## РАЗДЕЛ ТЕКСТА
++++++++++++++++++++
Возвращаясь к вопросу о специфике философского дискурса, о том, насколько необходимы в нем принципы логической рациональности, следует учитывать следующее. Каждая значительная философская теория создает свою категориальную "геометрию" пространства человеческого мышления, достраивает либо перестраивает ранее использовавшееся, вводя в них новые концептуальные средства. Основания (причины) мутаций философских концептуальных систем могут быть различными ("здравый смысл, метафизические прозрения, проблемы научного познания или общественного развития и т.д.), важно то что новая категория, новая философская концепция способна существенно изменять способ восприятия мира и характер его изображения на "экране" человеческой мысли (конкретные детали уточняются с использованием терминов конкретных наук). В этом и состоит задача философии: "формулировать, изобретать, изготавливать концепты" (Ж. Делез, Ф. Гваттари) как средства рационализации предельных оснований человеческого бытия и познания.

В процессе философского творчества (создания новых концептуальных средств и систем) возможны логические аномалии (противоречия, тавтологичность дефиниций, смысловая неопределенность и т.п.). На этом этапе вполне уместны диалог, дискуссия, полемика, в структуре которых присутствуют не только дедукция, но и индукция, контекстуальные виды аргументации. Однако этот процесс рождения и становления нового концепта должен рано или поздно завершиться стадией его дефинитивного оформления. Тот мыслитель, который взял на себя решение этой задачи, по праву считается автором данного концепта, который переходит при этом в область общественного философского сознания. С этого момента дискуссия с использованием нового продукта философской мысли переходит в иное "измерение": устанавливаются неявные компоненты его содержания, ранее невыявленные смысловые связи с другими концептуальными системами (в частности, его совместимость или несовместимость с ними), выявляется эвристический потенциал возникающего на его основе категориального пространства мысли. На данном этапе мышление нуждается в аналитических дедуктивных средствах, а дискуссии, полемика возникают либо как результат ошибок паралогического характера, либо в связи с неприятием нового концепта в целом (аналогично тому, как формируется оппозиция новой парадигме в мире науки). В последнем случае полемика утрачивает свою рациональность: было бы сверхутопичным склонить философа, работающего, скажем, в гегельянской парадигме, принять решение какой-либо проблемы в неокантианском категориальном пространстве мысли. Именно поэтому, как пишут Ж. Делез и Ф. Гваттари, "можно даже сегодня оставаться платоником, картезианцем или кантианцем, ибо вполне правомерно считать, что их концепты способны вновь заработать применительно к нашим проблемам и воодушевить собой на творчество тех концептов, которые еще предстоит создать".
++++++++++++++++++++
[Строки из набора данных]
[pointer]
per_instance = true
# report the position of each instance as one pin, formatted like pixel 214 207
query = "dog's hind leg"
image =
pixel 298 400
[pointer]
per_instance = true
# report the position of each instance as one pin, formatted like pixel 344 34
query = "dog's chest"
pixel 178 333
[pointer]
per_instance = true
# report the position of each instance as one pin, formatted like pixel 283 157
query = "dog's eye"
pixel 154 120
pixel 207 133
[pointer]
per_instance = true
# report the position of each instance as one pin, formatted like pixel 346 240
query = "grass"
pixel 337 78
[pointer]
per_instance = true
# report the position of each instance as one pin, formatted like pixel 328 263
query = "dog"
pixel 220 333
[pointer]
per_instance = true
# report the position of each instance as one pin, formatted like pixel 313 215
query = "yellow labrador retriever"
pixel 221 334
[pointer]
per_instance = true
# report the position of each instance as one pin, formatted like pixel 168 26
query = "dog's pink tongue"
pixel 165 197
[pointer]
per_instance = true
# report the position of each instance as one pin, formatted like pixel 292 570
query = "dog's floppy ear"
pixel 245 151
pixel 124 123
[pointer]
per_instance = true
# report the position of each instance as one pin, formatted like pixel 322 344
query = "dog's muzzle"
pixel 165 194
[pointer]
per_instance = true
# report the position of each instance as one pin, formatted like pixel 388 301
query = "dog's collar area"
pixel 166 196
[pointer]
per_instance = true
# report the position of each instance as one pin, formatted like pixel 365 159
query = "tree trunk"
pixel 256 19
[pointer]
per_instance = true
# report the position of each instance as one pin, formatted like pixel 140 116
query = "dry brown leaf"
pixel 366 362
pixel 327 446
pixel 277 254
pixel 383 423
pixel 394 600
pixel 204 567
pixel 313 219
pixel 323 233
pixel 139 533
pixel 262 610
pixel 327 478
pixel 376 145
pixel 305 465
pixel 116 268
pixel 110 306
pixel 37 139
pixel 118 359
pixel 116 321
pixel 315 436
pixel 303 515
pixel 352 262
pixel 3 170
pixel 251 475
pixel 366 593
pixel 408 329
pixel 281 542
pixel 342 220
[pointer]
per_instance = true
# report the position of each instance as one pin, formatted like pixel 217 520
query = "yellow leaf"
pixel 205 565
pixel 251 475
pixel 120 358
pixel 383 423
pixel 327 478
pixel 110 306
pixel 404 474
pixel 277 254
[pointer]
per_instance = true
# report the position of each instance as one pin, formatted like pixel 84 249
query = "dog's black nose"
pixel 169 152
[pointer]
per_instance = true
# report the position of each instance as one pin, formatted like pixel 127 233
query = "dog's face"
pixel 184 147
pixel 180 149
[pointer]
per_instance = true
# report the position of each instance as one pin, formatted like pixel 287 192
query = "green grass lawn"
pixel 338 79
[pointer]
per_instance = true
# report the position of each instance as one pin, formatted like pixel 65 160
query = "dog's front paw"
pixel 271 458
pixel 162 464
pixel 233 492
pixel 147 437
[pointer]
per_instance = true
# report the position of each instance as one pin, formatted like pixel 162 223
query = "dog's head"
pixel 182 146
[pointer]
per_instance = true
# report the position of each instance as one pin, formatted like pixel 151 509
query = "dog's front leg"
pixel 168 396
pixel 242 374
++++++++++++++++++++
## ЗАДАНИЯ
- 1) Чем, согласно тексту о философском дискурсе, должен рано или поздно завершиться процесс рождения и становления нового концепта?
- 2) Продолжите текст о философском дискурсе, начав сразу после его последнего предложения.
Записи здесь не понадобятся.

## ОТВЕТЫ
- 1) Стадией его дефинитивного оформления.

- 2)
Обсуждая специфику философского дискурса, соотношения в нем логической рациональности и элементов, выходящих за ее рамки, эти же авторы утверждают следующее: "Спорить хорошо за круглым столом, но философия бросает свои шлифованные кости на совсем иной стол. Самое малое, что можно сказать о дискуссиях, так это то, что они не продвигают дело вперед, так как собеседники никогда не говорят об одном и том же… Спорящие всегда оказываются в разных планах. Критиковать – значит просто констатировать что старый концепт, погруженный в новую среду, исчезает… Философия … не выносит дискуссий".

С этой точки зрения логическая строгость и последовательность в полной мере характеризует дискурс в пределах определенной концептуальной системы или, по крайней мере при соприкосновении относительно близких в концептуальном плане систем. В противном случае в игру вступают иные, менее четко определенные формы рациональности, на основе которых отдается предпочтение той или иной системе. В этих формах рациональности существенную роль играют этические, эстетические и другие ценностные компоненты.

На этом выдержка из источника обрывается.